_Aim_
Revise the material below by replacing "integration tests" with "regression tests" wherever it occurs, keeping all other text unchanged, and omit the pictures from your answer.

_Provided records_

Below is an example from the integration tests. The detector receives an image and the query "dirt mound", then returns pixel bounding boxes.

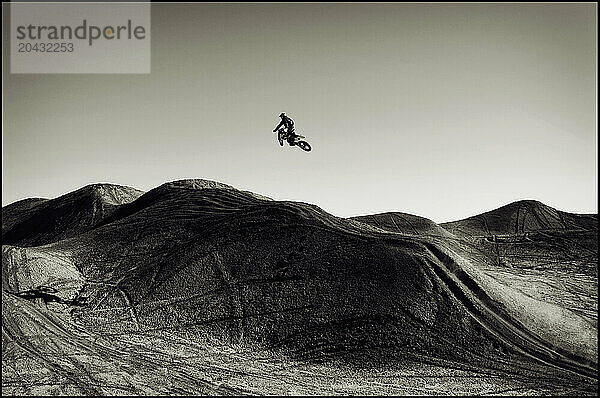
[351,212,450,236]
[2,184,142,246]
[440,200,598,236]
[3,180,597,393]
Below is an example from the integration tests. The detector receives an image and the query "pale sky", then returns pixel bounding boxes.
[2,3,598,222]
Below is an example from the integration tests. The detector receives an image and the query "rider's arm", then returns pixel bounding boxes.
[273,120,283,132]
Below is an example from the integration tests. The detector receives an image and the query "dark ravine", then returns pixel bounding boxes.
[2,180,598,395]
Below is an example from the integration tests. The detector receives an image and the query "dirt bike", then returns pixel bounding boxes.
[277,129,312,152]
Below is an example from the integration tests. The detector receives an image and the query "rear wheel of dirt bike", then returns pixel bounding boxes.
[296,141,312,152]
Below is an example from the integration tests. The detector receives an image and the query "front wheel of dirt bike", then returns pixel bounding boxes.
[296,141,312,152]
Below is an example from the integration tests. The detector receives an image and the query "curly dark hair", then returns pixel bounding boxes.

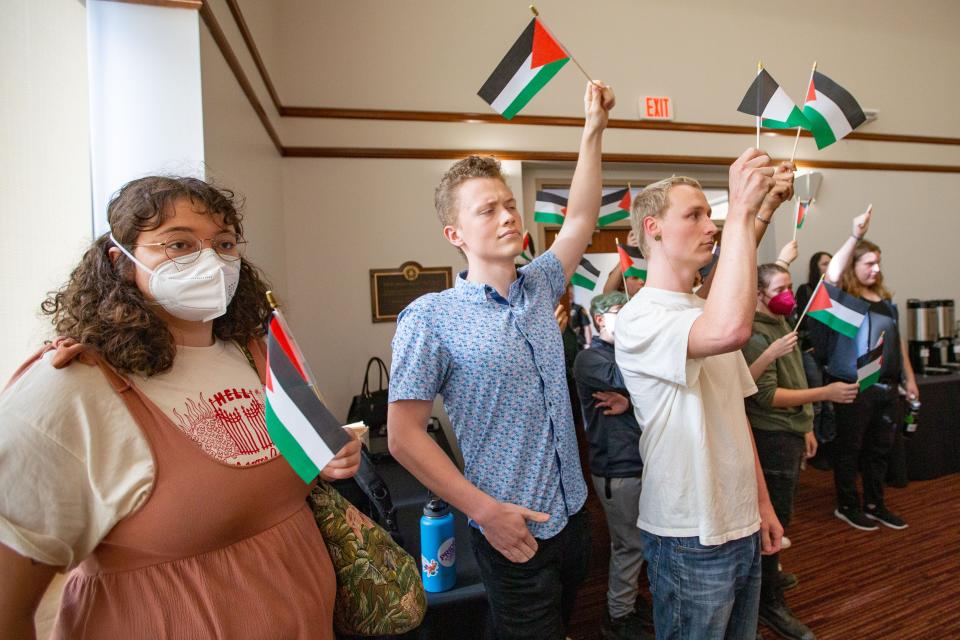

_Answer to this problem_
Below is an example from the regression tests. The detector receives an image and the query "dirt mound", then returns pixel bounding boxes.

[351,212,450,236]
[2,184,142,246]
[440,200,598,236]
[3,180,597,393]
Below is an example from the regression tests. The detector receives an image and the query "pale sky", then returns pixel bounding boxes.
[2,3,598,222]
Below is an example from the regression tests. The detector receives an image and the query "rider's arm", then returns pixel bounding boxes.
[273,120,283,132]
Below is an example from the regression tests. The detector receives an image and the query "dark ravine", then returns pixel bounding boxes.
[2,180,598,395]
Below is an example from the regression tests. The detector receives an image and the query "dirt bike", then returns pixel bounding boxes.
[277,129,312,152]
Below is an example from the regression tests. The detector receives an image and the query "rear wheel of dirt bike", then returns pixel bounding boxes.
[296,141,312,152]
Below is an example from the regression tests. The detector receives an image and the query "front wheel of dirt bike", then returns pixel bounding boxes.
[296,141,312,152]
Below is an example from the regression tests. The detector receives an image and the query "curly dark hair", then returns pixel bounding boxes.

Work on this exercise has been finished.